_Problem details_:
Convert every line of the rows below into a JSON list of strings, one string per line, leaving out blank lines.

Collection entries
###

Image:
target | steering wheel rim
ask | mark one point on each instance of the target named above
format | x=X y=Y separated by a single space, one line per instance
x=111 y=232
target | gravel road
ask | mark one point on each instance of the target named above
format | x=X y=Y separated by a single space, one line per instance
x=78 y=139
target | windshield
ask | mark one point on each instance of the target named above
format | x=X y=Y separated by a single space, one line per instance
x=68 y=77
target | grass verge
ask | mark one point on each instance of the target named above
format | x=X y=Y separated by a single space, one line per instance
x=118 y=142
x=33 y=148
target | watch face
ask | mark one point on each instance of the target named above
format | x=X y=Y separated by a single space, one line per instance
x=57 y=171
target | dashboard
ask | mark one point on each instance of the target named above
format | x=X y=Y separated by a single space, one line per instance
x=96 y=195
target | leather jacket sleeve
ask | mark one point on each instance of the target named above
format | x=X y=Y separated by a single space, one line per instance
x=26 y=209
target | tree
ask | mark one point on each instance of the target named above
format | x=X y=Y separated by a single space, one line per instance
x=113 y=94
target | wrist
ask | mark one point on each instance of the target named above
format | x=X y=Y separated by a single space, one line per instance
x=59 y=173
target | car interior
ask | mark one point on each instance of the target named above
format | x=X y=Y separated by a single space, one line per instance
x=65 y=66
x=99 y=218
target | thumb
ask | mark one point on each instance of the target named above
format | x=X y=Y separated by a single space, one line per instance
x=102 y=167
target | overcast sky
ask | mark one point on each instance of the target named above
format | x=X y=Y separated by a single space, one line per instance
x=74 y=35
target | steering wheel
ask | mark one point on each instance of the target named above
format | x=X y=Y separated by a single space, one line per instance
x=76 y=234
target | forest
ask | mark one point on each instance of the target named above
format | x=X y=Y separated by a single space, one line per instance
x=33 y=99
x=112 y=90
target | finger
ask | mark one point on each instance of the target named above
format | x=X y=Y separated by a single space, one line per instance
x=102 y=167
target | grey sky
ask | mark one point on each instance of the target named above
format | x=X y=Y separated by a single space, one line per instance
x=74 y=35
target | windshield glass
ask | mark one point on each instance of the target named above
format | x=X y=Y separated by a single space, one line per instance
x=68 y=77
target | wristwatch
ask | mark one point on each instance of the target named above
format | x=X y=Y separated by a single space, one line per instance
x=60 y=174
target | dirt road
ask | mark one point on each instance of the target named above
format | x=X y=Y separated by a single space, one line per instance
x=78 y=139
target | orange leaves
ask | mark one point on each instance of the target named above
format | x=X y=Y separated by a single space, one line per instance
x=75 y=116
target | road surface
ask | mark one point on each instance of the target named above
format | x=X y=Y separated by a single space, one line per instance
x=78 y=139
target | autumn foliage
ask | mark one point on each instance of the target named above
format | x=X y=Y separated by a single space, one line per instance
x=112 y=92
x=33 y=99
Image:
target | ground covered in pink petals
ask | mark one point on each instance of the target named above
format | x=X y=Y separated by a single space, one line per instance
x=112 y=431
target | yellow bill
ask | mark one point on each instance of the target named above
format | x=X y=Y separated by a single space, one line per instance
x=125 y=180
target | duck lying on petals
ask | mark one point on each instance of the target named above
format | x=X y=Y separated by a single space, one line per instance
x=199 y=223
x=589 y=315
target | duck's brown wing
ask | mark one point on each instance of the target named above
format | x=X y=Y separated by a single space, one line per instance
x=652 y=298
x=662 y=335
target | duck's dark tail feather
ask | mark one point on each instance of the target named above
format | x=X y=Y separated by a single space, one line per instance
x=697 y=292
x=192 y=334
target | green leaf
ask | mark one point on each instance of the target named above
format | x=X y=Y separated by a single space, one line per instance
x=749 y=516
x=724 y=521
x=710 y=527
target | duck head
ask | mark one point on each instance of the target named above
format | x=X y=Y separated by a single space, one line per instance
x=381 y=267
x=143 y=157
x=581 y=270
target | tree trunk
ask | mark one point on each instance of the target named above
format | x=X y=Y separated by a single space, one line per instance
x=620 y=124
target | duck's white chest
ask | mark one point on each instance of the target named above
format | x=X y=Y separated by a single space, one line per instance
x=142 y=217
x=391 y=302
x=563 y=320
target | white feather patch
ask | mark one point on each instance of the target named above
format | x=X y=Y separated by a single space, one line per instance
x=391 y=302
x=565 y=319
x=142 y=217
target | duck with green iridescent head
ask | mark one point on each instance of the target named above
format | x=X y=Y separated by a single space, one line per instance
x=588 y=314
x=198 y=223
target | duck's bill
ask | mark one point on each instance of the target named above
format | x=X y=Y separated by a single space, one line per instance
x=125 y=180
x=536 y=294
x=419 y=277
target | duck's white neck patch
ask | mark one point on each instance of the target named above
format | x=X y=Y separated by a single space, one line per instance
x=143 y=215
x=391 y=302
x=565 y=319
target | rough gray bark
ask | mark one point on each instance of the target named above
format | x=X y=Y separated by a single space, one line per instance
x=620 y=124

###

_Task solution_:
[
  "Image:",
  "target | steering wheel rim",
  "ask | mark one point on each instance of the target named above",
  "format | x=X y=Y separated by a single space, one line per instance",
  "x=111 y=232",
  "target | gravel road",
  "ask | mark one point on each instance of the target named above",
  "format | x=X y=Y separated by a single space, one line per instance",
  "x=78 y=139",
  "target | windshield",
  "ask | mark one point on each instance of the target named above",
  "format | x=X y=Y separated by a single space, one line per instance",
  "x=68 y=77",
  "target | grass verge",
  "ask | mark one point on each instance of the target named above",
  "format | x=X y=Y separated by a single space, one line per instance",
  "x=118 y=142",
  "x=33 y=148",
  "target | watch face",
  "ask | mark one point on each instance of the target named above",
  "format | x=X y=Y separated by a single space, one line per instance",
  "x=57 y=171",
  "target | dashboard",
  "ask | mark one point on each instance of the target named above",
  "format | x=X y=Y separated by a single space, one line per instance",
  "x=96 y=195",
  "target | leather jacket sleeve",
  "ask | mark one point on each instance of the target named above",
  "format | x=X y=Y separated by a single space, one line per instance",
  "x=26 y=209",
  "target | tree",
  "ask | mark one point on each instance of the target named above",
  "format | x=X y=Y separated by a single space, one line per instance",
  "x=113 y=94",
  "target | wrist",
  "ask | mark one point on each instance of the target named above",
  "format | x=X y=Y separated by a single space, one line per instance",
  "x=59 y=173",
  "target | car interior",
  "ask | mark one point on each instance of the target named above",
  "format | x=X y=Y separated by a single space, one line per instance",
  "x=65 y=66",
  "x=99 y=218",
  "target | thumb",
  "ask | mark one point on each instance of the target named above",
  "format | x=X y=Y separated by a single space, one line per instance",
  "x=102 y=167",
  "target | overcast sky",
  "ask | mark one point on each instance of the target named above",
  "format | x=X y=Y separated by a single space, one line per instance",
  "x=74 y=35",
  "target | steering wheel",
  "ask | mark one point on each instance of the target named above",
  "format | x=X y=Y separated by a single space, one line per instance",
  "x=76 y=234",
  "target | forest",
  "ask | mark one point on each instance of the target named above",
  "format | x=X y=Y separated by a single space, one line per instance",
  "x=33 y=99",
  "x=112 y=90",
  "target | finger",
  "ask | mark one point on each instance of the target named above",
  "format | x=X y=Y separated by a single space, one line per instance",
  "x=102 y=167",
  "target | grey sky",
  "ask | mark one point on each instance of the target named above",
  "format | x=X y=Y separated by a single space, one line per instance",
  "x=74 y=35",
  "target | windshield glass",
  "ask | mark one point on each instance of the target named above",
  "format | x=X y=Y separated by a single space, one line per instance",
  "x=68 y=77",
  "target | wristwatch",
  "ask | mark one point on each instance of the target named above",
  "format | x=X y=Y separated by a single space, one line per instance",
  "x=60 y=174",
  "target | dirt road",
  "ask | mark one point on each instance of the target named above",
  "format | x=X y=Y separated by a single space, one line per instance",
  "x=78 y=139",
  "target | orange leaves",
  "ask | mark one point on each instance of the target named above",
  "format | x=X y=Y separated by a single space, one line per instance",
  "x=75 y=116",
  "target | road surface",
  "ask | mark one point on each instance of the target named above",
  "format | x=X y=Y separated by a single space, one line per instance",
  "x=78 y=139",
  "target | autumn foliage",
  "ask | mark one point on each instance of the target named above",
  "format | x=X y=Y separated by a single space, one line per instance",
  "x=112 y=92",
  "x=33 y=99",
  "Image:",
  "target | ground covered in pink petals",
  "ask | mark one point on each instance of the target named above",
  "format | x=X y=Y separated by a single space, one line per instance",
  "x=112 y=431",
  "target | yellow bill",
  "ask | mark one point on each instance of the target named above",
  "format | x=X y=Y separated by a single space, one line per instance",
  "x=125 y=180",
  "target | duck lying on petals",
  "ask | mark one point on each instance of the target named above",
  "format | x=X y=Y separated by a single space, one line per instance",
  "x=199 y=223",
  "x=589 y=315",
  "target | duck's brown wing",
  "ask | mark one point on each instance of the target named above",
  "format | x=X y=Y separated by a single space, one line per instance",
  "x=652 y=298",
  "x=662 y=335",
  "target | duck's dark tail feather",
  "ask | mark one point on each instance of the target named above",
  "format | x=X y=Y separated by a single space, one line per instance",
  "x=697 y=292",
  "x=192 y=334",
  "target | green leaf",
  "ask | mark one point on each instance of the target named above",
  "format | x=X y=Y separated by a single space, one line per instance",
  "x=749 y=516",
  "x=724 y=521",
  "x=710 y=527",
  "target | duck head",
  "ask | mark one point on each instance of the target named above",
  "format | x=X y=Y separated by a single space, one line per instance",
  "x=381 y=267",
  "x=143 y=157",
  "x=581 y=270",
  "target | tree trunk",
  "ask | mark one point on each instance of the target named above",
  "format | x=X y=Y separated by a single space, one line per instance",
  "x=620 y=124",
  "target | duck's white chest",
  "ask | mark one point on each instance of the target named above",
  "format | x=X y=Y separated by a single space, one line per instance",
  "x=142 y=217",
  "x=391 y=302",
  "x=563 y=320",
  "target | white feather patch",
  "ask | mark one point on each instance of the target named above",
  "format | x=X y=Y separated by a single space, one line per instance",
  "x=391 y=302",
  "x=565 y=319",
  "x=142 y=217",
  "target | duck with green iridescent head",
  "ask | mark one point on each instance of the target named above",
  "format | x=X y=Y separated by a single space, one line per instance",
  "x=588 y=314",
  "x=198 y=223",
  "target | duck's bill",
  "ask | mark one point on each instance of the target named above",
  "format | x=X y=Y separated by a single space, one line per instance",
  "x=125 y=180",
  "x=536 y=294",
  "x=419 y=277",
  "target | duck's white neck patch",
  "ask | mark one point on each instance of the target named above",
  "format | x=X y=Y separated by a single space, one line per instance",
  "x=143 y=215",
  "x=391 y=302",
  "x=565 y=319",
  "target | rough gray bark",
  "ask | mark one point on each instance of the target named above",
  "format | x=X y=Y separated by a single space, one line per instance",
  "x=620 y=124"
]